» Set task
Pull out every line below that contains the word "beige" and copy each one.

-------

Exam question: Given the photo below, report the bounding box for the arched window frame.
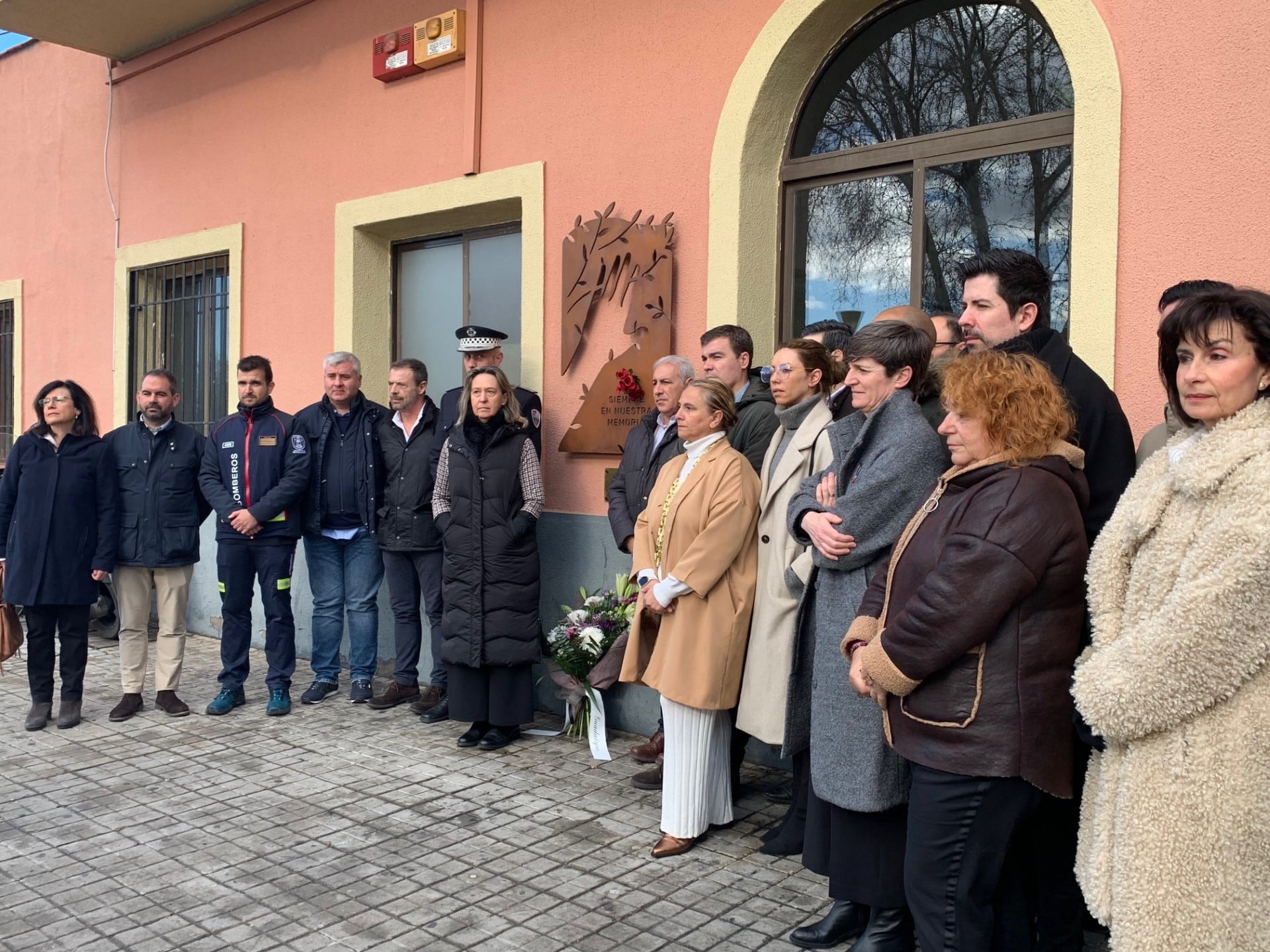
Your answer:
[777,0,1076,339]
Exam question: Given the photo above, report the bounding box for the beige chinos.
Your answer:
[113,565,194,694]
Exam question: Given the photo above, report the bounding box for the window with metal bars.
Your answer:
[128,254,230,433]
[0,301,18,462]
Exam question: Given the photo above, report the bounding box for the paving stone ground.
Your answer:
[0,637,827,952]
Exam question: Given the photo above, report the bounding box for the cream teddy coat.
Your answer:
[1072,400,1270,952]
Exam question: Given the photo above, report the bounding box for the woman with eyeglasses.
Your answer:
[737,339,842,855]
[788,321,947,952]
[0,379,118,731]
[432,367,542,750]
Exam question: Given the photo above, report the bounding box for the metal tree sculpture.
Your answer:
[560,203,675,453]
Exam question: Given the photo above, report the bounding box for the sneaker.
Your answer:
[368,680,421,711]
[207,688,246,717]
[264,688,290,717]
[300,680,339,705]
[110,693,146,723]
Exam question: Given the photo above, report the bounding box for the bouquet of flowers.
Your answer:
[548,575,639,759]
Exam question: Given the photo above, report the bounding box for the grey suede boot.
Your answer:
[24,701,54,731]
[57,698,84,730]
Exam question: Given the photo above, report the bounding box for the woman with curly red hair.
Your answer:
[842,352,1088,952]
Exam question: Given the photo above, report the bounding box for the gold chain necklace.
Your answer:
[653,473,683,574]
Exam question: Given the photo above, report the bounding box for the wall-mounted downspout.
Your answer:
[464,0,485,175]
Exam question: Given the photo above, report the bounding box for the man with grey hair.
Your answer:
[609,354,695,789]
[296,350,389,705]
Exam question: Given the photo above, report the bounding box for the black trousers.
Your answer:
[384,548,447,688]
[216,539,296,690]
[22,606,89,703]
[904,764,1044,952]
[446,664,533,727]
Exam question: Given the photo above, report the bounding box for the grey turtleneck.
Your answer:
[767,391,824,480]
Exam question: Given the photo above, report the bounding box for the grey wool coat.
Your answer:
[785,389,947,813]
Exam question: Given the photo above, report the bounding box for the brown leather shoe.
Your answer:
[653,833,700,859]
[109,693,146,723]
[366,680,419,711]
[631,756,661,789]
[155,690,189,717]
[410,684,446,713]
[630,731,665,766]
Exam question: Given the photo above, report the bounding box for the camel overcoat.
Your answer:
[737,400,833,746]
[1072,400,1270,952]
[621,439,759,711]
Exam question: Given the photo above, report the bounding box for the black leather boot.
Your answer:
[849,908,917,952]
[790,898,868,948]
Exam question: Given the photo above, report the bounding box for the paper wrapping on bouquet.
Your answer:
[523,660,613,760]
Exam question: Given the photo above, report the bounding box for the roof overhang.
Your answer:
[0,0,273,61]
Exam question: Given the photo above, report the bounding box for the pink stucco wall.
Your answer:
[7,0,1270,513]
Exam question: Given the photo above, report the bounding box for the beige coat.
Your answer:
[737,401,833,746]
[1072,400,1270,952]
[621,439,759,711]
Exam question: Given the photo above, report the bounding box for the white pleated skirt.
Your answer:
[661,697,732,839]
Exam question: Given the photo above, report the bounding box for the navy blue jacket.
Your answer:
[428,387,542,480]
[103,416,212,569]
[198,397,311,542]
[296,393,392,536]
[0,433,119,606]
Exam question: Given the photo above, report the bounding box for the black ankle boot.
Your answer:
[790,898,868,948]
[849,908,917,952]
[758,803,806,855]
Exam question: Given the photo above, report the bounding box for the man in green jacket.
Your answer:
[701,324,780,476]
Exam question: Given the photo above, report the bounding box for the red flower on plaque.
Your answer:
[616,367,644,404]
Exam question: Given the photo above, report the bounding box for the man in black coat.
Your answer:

-------

» Written response
Exam question: Given the photo above, report the bounding box for the beige chinos.
Exam question: Given the photo above, report the bounding box for the beige coat.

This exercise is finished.